The lines to be set down run from the line containing "Exercise. For every instance of the white shirt" through the final line of the data below; print them exactly and print nothing else.

**Provided records**

************

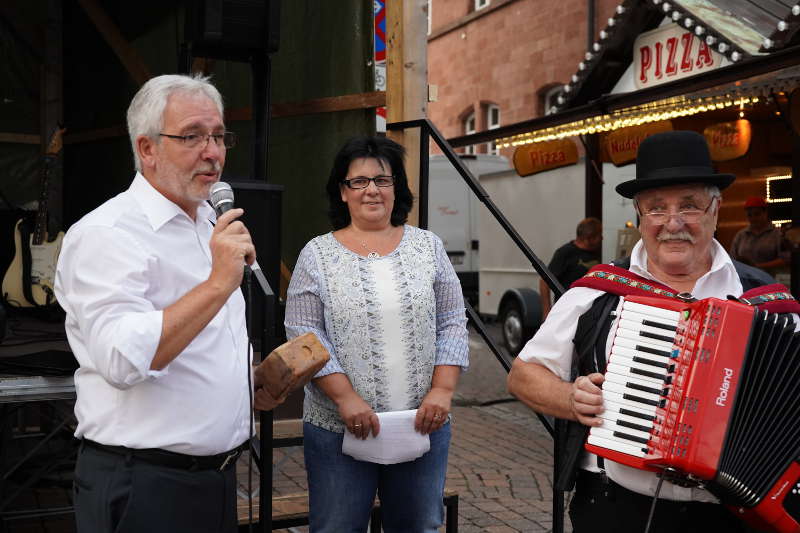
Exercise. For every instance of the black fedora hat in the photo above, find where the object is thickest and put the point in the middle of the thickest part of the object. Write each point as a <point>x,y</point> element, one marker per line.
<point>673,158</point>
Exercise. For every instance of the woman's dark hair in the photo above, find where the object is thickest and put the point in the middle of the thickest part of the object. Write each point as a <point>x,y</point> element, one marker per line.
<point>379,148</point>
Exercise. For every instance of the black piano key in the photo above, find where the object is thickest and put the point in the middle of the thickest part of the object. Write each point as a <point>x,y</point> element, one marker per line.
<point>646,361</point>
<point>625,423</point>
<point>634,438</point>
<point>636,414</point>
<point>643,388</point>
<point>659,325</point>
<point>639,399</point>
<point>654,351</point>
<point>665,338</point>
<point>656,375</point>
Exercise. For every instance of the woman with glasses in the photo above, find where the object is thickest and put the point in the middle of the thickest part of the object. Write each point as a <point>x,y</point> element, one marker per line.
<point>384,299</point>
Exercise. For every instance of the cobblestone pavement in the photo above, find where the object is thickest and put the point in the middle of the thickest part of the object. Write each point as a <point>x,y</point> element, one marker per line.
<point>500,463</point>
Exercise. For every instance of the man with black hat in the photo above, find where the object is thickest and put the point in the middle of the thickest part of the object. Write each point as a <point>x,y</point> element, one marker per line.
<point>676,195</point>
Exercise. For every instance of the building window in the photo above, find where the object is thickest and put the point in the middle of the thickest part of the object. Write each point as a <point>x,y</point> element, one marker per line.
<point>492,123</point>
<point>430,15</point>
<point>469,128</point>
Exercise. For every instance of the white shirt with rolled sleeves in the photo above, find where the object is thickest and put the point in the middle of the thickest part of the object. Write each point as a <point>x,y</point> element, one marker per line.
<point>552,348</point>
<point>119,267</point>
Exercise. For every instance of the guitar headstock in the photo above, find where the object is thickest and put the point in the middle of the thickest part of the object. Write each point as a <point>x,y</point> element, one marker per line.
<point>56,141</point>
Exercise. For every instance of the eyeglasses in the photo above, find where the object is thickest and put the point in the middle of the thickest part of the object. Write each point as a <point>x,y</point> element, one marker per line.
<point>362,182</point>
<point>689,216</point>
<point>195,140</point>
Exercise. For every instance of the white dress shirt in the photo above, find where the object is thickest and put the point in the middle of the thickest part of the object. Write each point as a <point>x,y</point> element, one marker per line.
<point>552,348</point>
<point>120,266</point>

************

**Exercise result**
Exercise. For every instance of the white shirt with rolled sleeves in the photo above, find where the object is thickest and put the point in the middle of the thickest part of the object. Write each point as a <point>x,y</point> element, one marker per line.
<point>552,348</point>
<point>119,267</point>
Exercise. For every instance of the guitar headstock in the photo above, find where the object is thickest and put the point in the middle of the thickest part of the object. Write each point as a <point>x,y</point> element, one marker per line.
<point>56,141</point>
Exercise. For every instance of the eyeglasses in the photo above, find where the object is thickest and put the point in the middle of the thickest part of the object. Write each point as a <point>x,y</point> element, one marker per line.
<point>362,182</point>
<point>689,216</point>
<point>195,140</point>
Exercise. For every instance of the white dress shirt in the photo above, find where the object is thickest and put the point in the middle of the thickest part of the object. Write each point as a <point>x,y</point> element, one marker per line.
<point>552,348</point>
<point>120,266</point>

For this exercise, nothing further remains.